Recorded information:
*****

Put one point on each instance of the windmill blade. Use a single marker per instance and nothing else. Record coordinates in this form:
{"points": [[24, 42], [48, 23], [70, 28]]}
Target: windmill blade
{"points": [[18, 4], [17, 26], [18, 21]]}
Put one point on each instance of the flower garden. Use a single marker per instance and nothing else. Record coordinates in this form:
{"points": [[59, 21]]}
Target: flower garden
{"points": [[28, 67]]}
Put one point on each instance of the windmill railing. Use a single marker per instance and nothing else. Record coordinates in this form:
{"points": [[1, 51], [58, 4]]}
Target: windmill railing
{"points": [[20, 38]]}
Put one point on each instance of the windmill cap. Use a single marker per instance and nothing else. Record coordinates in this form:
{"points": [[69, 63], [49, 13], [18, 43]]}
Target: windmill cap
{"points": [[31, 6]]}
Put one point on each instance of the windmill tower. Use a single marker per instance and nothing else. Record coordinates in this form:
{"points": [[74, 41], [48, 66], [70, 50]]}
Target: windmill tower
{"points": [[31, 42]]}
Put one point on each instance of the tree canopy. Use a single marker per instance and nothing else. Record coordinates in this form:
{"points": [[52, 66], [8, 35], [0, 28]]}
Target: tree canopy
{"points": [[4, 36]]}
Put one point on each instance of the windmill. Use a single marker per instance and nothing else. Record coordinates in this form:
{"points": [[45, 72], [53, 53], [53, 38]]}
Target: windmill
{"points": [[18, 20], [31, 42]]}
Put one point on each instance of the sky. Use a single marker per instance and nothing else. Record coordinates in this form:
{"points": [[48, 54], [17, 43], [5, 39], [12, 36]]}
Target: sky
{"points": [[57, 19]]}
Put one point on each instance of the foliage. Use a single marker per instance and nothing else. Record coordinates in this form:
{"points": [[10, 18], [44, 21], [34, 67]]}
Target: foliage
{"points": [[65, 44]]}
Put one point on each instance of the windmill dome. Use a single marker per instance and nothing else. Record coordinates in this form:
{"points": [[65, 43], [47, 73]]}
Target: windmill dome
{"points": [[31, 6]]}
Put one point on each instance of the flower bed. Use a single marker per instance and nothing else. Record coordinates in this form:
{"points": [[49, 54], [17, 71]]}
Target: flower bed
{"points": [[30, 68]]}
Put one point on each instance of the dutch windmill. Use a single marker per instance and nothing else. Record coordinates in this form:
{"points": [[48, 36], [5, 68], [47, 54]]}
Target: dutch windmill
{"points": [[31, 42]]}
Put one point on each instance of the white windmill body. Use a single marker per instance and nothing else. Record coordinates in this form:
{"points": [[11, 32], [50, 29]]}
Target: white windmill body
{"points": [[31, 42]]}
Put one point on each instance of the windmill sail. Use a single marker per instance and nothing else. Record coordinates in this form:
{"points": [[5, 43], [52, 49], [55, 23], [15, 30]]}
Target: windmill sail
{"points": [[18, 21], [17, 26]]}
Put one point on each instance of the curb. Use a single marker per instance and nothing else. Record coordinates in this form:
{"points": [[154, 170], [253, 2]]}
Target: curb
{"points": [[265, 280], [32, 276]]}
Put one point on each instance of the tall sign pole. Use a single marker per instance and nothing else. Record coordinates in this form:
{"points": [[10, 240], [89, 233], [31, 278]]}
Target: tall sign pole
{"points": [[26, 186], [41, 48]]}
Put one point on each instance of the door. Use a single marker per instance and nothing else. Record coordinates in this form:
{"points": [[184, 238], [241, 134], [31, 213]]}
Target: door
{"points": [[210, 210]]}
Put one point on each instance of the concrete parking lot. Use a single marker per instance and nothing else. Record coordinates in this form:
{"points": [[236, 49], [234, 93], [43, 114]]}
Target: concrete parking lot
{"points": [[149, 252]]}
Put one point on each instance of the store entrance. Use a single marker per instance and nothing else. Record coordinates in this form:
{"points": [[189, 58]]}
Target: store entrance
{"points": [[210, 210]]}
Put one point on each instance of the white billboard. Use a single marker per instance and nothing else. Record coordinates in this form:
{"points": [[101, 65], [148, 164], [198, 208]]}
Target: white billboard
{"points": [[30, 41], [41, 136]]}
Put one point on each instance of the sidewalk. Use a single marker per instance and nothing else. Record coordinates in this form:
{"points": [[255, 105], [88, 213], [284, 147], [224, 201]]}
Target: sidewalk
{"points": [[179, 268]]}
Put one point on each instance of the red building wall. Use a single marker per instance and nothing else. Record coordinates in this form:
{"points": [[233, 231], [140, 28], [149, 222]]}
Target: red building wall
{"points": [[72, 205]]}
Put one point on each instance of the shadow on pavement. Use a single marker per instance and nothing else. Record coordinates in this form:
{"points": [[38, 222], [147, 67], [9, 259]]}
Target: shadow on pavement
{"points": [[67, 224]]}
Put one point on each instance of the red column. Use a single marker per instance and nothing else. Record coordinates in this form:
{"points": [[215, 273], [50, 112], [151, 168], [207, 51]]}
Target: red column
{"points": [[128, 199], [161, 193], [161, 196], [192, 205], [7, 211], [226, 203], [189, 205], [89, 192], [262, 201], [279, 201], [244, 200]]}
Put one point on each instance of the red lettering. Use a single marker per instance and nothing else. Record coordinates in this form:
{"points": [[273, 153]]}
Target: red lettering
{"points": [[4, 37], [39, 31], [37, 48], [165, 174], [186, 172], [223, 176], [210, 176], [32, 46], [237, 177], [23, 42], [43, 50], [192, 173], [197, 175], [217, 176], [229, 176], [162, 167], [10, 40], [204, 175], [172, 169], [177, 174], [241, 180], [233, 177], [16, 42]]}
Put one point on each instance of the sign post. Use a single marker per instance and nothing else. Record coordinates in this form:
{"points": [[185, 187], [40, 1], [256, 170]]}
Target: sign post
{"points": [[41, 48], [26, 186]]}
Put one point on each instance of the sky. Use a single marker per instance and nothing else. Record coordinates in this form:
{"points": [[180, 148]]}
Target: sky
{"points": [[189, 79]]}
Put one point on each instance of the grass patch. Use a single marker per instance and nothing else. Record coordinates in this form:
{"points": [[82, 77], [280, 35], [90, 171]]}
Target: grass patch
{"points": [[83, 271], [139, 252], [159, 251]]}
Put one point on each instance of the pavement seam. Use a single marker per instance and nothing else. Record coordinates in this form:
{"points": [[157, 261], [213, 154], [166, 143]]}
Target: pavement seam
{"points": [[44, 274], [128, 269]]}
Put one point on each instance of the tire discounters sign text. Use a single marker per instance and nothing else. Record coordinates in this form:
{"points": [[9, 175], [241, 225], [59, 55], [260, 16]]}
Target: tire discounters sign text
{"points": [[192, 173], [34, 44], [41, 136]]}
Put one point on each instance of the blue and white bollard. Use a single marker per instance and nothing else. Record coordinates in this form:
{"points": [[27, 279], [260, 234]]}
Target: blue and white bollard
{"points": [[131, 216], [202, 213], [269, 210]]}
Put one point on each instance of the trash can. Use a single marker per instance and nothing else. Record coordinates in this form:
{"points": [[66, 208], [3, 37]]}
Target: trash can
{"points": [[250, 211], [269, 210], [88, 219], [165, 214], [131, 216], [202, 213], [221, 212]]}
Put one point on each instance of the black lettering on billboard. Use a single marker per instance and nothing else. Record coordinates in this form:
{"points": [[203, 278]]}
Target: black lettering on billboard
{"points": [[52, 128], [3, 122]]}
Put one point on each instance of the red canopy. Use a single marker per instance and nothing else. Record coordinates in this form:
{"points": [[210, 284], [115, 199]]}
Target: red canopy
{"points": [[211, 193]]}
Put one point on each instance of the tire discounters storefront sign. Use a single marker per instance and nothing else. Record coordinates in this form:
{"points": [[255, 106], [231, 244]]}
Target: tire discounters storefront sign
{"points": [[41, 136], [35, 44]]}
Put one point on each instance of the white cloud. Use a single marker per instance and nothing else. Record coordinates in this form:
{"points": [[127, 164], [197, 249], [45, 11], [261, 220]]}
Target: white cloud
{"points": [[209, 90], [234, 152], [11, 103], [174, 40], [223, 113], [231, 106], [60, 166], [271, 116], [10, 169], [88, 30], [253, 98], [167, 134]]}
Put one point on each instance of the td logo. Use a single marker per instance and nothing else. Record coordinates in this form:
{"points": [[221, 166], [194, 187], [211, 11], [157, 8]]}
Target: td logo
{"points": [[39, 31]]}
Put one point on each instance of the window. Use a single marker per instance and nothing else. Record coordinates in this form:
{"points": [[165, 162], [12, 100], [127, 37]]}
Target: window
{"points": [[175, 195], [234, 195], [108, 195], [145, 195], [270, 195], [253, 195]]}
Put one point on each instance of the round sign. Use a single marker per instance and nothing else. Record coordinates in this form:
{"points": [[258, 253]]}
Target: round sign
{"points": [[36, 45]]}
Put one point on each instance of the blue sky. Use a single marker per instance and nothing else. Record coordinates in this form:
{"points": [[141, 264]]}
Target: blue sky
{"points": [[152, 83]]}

*****

Exercise goal: Rewrite the material as a JSON list of strings, covering the line that contains "Put one point on each instance of the blue sky." through the final line of the material, both included. Use one string per line and omit any blank lines.

In response:
[
  "Put one point on each instance of the blue sky. Use a single marker per instance and nothing else. Record coordinates in this form:",
  "{\"points\": [[141, 264]]}",
  "Target: blue sky",
  "{\"points\": [[152, 83]]}"
]